- _Direction_
Reproduce the forum thread word for word, between "forget my last" and "(Oct 18, 2009)", inclusive.

-- Begin Page text --

Sorry but I need to duck out of this too, have a last minute work appointment...


----------



## kazinak (Mar 23, 2010)

i'll be there around 10.30-11.00 ,it's two hours drive for me


----------



## Mondo (Feb 20, 2009)

Unlikely to make it - I should probably fit the TIP and/or grounding kit. :?


----------



## joehirth (Oct 12, 2011)

I would appreciate an early slot too as I'm heading off to Silverstone straight after.


----------



## GrandeD (Aug 30, 2011)

forget my last comment about football and a early run, been left out of the squad anyway haha. Im definitely going to be at the RR and can do any time


----------



## nathan88 (Oct 18, 2009)

Cheers for the updates guys, I had planned for some drop outs anyway so it's all good.

I will try and arrange slots, dies anyone know how long each run usually lasts?


----------



## joehirth (Oct 12, 2011)

nathan88 said:


> Cheers for the updates guys, I had planned for some drop outs anyway so it's all good.
> 
> I will try and arrange slots, dies anyone know how long each run usually lasts?


10-20mins ish. Do we need towing eyes? I don't have one so would love anyone who would let me borrow theirs


----------



## jamman (May 6, 2002)

Not seeing WAS until late morning so wont be there but have a great time gents and well done Nathan for organizing.

-- End Page text --
-- Begin Data lines --

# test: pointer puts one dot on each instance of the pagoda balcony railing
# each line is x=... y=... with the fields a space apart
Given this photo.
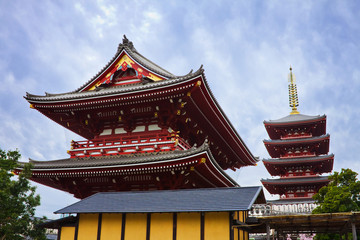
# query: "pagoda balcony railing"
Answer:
x=127 y=145
x=298 y=154
x=271 y=209
x=296 y=136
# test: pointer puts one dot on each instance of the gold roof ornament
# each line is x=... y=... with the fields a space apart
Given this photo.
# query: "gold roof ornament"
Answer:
x=293 y=96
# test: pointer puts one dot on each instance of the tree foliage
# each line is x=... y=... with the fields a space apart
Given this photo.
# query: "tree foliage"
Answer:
x=17 y=200
x=340 y=195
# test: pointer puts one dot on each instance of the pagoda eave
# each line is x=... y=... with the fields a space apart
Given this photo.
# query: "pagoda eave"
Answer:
x=318 y=165
x=317 y=123
x=82 y=178
x=187 y=92
x=280 y=186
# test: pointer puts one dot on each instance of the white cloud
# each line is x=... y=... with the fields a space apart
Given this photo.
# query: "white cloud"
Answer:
x=246 y=48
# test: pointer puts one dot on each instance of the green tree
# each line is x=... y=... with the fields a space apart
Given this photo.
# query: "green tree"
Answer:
x=17 y=200
x=340 y=195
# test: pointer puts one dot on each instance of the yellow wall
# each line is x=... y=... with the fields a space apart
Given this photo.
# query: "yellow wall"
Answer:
x=135 y=226
x=217 y=226
x=67 y=233
x=88 y=225
x=188 y=226
x=161 y=226
x=111 y=226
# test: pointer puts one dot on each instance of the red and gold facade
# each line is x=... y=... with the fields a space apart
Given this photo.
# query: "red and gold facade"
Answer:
x=143 y=128
x=298 y=147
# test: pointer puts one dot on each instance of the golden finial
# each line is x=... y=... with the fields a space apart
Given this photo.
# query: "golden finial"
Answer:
x=293 y=96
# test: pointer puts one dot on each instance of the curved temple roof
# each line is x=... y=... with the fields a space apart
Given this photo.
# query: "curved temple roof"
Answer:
x=192 y=86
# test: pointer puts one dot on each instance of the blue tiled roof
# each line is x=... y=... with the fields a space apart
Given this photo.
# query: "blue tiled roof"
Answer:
x=191 y=200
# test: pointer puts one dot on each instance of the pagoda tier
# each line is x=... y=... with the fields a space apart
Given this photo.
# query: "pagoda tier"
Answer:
x=298 y=147
x=295 y=126
x=299 y=166
x=141 y=126
x=192 y=168
x=295 y=188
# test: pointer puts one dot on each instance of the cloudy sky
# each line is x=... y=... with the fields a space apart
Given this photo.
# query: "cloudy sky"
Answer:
x=246 y=48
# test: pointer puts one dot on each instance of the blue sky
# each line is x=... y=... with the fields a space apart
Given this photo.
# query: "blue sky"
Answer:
x=246 y=48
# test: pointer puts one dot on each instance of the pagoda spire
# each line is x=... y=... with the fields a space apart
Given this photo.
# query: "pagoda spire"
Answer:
x=293 y=96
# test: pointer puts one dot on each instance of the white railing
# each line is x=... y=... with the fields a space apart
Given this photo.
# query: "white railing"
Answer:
x=270 y=209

-- End Data lines --

- _Response for this exercise_
forget my last comment about football and a early run, been left out of the squad anyway haha. Im definitely going to be at the RR and can do any time


----------



## nathan88 (Oct 18, 2009)